▸ Your tasks:
A) From the Fabry disease study abstract, list every method by which the patients and controls were studied.
B) Write the next part of the Fabry disease study abstract, starting after the sentence on the Methods.

▸ Text passage:
[Start of Attachment]

Background: Neuropsychiatric symptoms (NPS), mainly cognitive deficits up to dementia and depressive syndromes have been described repeatedly in Fabry disease (FD). However, examinations regarding the pattern, extent, and frequency of the NPS in FD are still lacking. Moreover, the relationship between NPS and brain structural alterations in FD is unknown. The aim of this study was 1) to characterize NPS in a relatively large cohort of adult subjects with FD, and 2) to explore the association of cognitive performance and depressive syndromes with the FD-typical brain structural findings.

Methods: Twenty-five Fabry patients (age 36.5 ± 11.0) with mild to moderate disease involvement and 20 age, gender-, and education-matched healthy controls were extensively studied by neuropsychiatric assessment, structural magnetic resonance imaging, magnetic resonance angiography, and diffusion-tensor imaging.

[End of Attachment]

▸ Material provided:
[Start of Attachment]

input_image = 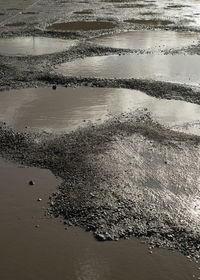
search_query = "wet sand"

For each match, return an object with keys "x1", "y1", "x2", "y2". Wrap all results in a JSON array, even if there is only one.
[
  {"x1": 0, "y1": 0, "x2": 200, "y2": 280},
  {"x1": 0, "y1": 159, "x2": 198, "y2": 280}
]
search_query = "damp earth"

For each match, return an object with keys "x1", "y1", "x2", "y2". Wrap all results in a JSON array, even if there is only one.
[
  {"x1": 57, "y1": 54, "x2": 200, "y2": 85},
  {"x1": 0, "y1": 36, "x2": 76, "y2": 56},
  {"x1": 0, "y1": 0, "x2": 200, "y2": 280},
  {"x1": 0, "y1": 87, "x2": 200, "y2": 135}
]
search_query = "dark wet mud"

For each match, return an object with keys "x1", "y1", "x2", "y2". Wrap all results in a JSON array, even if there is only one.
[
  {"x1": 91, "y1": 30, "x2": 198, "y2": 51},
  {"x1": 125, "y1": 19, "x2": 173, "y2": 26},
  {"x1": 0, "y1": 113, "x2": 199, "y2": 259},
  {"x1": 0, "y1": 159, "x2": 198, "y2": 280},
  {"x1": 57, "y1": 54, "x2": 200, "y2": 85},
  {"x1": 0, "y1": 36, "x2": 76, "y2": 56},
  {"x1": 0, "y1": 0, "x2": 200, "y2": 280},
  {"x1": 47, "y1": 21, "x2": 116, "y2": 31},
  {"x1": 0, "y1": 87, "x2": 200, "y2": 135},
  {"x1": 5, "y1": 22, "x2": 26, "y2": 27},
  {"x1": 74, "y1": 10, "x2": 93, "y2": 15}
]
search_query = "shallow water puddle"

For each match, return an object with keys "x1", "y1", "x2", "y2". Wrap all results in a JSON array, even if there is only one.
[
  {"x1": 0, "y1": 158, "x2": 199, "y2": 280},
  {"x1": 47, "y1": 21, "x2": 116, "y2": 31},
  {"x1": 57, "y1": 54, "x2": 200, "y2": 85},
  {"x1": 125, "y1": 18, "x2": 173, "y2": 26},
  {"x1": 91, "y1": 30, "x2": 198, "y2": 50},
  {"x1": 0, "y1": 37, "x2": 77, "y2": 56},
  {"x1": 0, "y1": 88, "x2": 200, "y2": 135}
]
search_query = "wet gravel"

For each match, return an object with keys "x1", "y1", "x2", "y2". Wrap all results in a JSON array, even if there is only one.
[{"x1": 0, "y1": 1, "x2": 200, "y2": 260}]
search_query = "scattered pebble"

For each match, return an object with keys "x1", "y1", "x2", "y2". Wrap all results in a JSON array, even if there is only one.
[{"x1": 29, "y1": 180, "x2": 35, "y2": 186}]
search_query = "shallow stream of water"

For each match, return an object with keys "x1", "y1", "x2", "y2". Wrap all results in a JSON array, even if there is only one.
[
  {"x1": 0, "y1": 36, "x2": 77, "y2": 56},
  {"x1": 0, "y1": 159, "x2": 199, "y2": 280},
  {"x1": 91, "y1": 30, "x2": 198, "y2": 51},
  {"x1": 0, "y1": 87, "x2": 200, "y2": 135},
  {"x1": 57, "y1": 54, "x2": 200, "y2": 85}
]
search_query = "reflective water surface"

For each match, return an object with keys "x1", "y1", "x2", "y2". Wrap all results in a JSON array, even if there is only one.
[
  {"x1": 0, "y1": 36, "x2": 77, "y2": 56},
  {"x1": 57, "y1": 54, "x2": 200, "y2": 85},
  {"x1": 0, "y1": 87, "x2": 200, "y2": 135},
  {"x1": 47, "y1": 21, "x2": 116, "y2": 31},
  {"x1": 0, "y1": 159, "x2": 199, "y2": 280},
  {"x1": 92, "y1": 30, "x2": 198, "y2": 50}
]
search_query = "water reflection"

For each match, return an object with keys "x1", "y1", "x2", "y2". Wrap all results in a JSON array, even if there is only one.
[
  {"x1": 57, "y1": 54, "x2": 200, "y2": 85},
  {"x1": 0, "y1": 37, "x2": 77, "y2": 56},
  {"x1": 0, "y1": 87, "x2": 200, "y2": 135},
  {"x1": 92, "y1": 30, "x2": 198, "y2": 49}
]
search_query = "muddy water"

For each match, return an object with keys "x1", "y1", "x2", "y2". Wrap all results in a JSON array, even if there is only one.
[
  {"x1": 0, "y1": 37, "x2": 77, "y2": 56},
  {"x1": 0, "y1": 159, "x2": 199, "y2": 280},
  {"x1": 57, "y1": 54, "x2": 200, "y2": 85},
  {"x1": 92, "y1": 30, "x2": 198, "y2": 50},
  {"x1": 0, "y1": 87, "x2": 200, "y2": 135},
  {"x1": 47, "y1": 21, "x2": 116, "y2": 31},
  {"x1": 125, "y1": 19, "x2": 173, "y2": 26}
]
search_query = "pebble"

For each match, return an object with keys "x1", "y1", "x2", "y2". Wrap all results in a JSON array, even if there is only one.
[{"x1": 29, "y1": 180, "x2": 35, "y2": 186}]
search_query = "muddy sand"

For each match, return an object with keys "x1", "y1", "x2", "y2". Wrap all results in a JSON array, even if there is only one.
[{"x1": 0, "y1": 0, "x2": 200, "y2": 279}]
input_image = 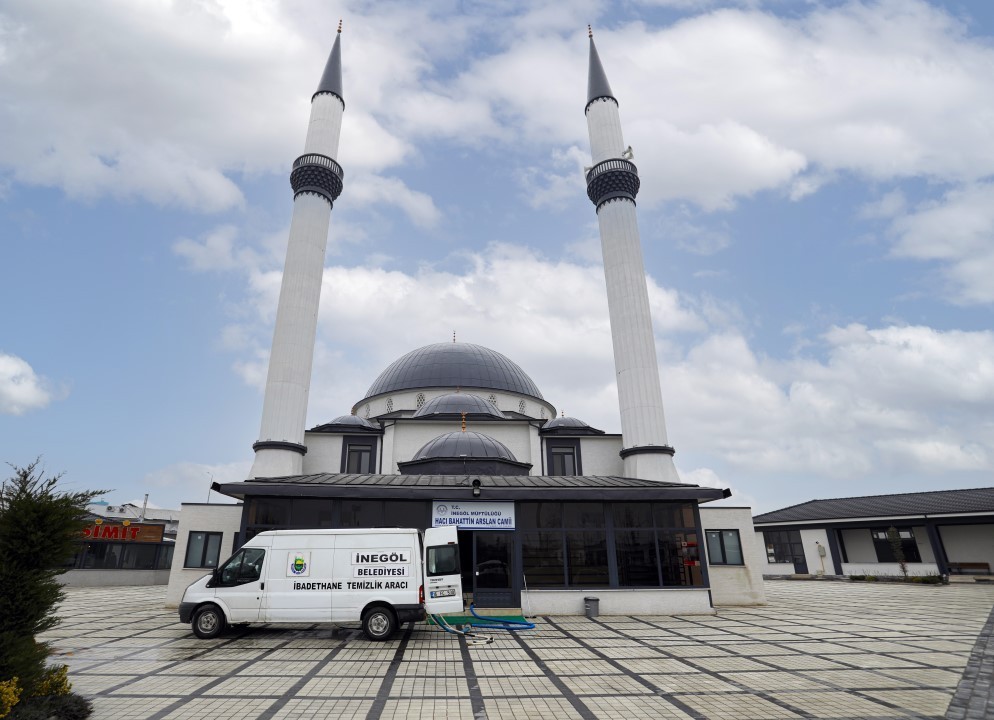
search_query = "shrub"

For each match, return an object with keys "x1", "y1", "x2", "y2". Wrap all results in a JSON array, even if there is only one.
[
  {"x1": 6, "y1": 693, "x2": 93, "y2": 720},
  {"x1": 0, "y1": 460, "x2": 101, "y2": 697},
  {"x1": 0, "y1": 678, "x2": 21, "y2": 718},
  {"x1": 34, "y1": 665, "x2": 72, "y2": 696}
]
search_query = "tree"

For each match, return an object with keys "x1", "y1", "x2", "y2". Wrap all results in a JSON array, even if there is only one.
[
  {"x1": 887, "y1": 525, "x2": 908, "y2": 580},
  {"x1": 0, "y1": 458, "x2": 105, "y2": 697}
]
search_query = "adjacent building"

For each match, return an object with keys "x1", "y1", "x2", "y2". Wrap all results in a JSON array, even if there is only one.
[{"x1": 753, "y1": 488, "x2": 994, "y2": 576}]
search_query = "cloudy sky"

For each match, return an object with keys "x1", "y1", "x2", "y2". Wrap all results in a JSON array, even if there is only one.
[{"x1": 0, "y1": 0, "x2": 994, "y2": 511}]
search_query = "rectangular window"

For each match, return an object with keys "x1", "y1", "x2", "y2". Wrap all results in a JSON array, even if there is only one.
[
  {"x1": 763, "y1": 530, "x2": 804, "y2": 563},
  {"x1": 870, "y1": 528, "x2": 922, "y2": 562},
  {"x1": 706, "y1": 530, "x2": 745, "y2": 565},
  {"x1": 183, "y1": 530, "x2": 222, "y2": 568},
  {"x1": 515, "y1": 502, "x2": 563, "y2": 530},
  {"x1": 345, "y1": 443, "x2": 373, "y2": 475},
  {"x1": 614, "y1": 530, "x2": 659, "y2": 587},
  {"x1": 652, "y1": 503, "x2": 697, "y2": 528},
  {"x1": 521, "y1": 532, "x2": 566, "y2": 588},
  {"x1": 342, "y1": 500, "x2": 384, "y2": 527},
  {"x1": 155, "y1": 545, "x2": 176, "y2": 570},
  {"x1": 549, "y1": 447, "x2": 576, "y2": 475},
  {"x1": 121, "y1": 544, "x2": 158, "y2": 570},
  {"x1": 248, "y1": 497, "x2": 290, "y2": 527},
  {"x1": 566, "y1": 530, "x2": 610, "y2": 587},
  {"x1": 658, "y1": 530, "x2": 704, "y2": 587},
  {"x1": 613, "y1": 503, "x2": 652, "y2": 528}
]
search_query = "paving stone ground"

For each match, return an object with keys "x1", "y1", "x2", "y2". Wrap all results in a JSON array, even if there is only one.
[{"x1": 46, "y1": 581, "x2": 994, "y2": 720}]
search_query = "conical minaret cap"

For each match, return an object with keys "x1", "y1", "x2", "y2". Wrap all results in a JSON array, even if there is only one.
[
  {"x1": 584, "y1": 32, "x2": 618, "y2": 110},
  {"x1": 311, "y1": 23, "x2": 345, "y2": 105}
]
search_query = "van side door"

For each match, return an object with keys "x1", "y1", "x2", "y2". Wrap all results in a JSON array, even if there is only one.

[End of Attachment]

▸ Results by task:
A)
- neuropsychiatric assessment
- structural magnetic resonance imaging
- magnetic resonance angiography
- diffusion-tensor imaging

B)
Results: Patients with FD showed deficits only in the attention domain. Clinically relevant depressive syndromes were noted in 60% of the patients. The subgroup of patients with markedly elevated volumes of white matter lesions (not associated with actual stroke; n = 7) showed slightly more learning and memory deficits, but no higher depression rate compared to less affected patients.

Conclusions: Against the prevailing assumption, Fabry patients, even those with marked brain structural alterations, showed only mild cognitive deficits. The high frequency of depression in FD is likely to be related to the burden of this chronic multiorganic hereditary disease, but not to the FD-typical brain structural alterations. Longitudinal studies are necessary to clear, if the mild cognitive deficits in FD might precede clinically relevant cognitive decline.